- Fonte:
_ _ _ _ _

Quando un’attrice compare sul palco nel silenzio e indossa occhialini da piscina, una sciarpa e un gilet, ormai catturati nel turbinio di figure, è straniante la solitudine di questa aviatrice seduta a lato del palco. Ma subito dietro di lei compaiono le immagini subacquee di una piscina, ancora una volta i corpi si moltiplicano, aviatori e aviatrici si tuffano, nuotano, si confondono, nell’assenza di gravità acquatica ognuno può di fatto di volare.
Dopo un lungo applauso liberatorio, lo spettacolo si chiude con un coro di umanità: la Felloni dirige le voci che si mischiano, si rincorrono, dal sogno ci riportano all’affascinante concretezza di una babele che vive nelle strade; di Catania, di ogni città, di ogni luogo, dove la vita danza inturciuniata, anima collettiva di un mondo stra-ordinario.

_ _ _ _ _

- Dati forniti:
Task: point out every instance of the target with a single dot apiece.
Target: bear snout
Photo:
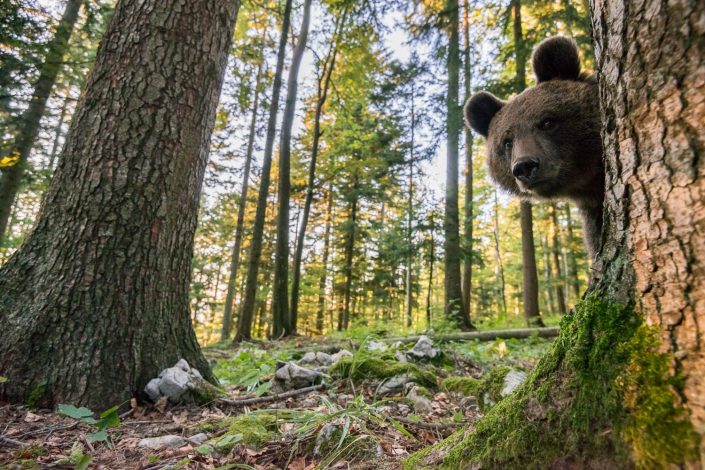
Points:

_ _ _ _ _

- Azioni richieste:
- a) Ricopia dalla fonte tutto il passo che va da "Quando un’attrice compare" giù fino a "un mondo stra-ordinario.".
- b) Spiega in una o due frasi perché, secondo la fonte, nelle immagini subacquee della piscina ognuno può volare.

- Soluzioni:
- a)
Quando un’attrice compare sul palco nel silenzio e indossa occhialini da piscina, una sciarpa e un gilet, ormai catturati nel turbinio di figure, è straniante la solitudine di questa aviatrice seduta a lato del palco. Ma subito dietro di lei compaiono le immagini subacquee di una piscina, ancora una volta i corpi si moltiplicano, aviatori e aviatrici si tuffano, nuotano, si confondono, nell’assenza di gravità acquatica ognuno può di fatto di volare.
Dopo un lungo applauso liberatorio, lo spettacolo si chiude con un coro di umanità: la Felloni dirige le voci che si mischiano, si rincorrono, dal sogno ci riportano all’affascinante concretezza di una babele che vive nelle strade; di Catania, di ogni città, di ogni luogo, dove la vita danza inturciuniata, anima collettiva di un mondo stra-ordinario.

- b) Nelle immagini subacquee della piscina ognuno può di fatto volare perché si trova nell'assenza di gravità acquatica. Lì aviatori e aviatrici si tuffano, nuotano e si confondono.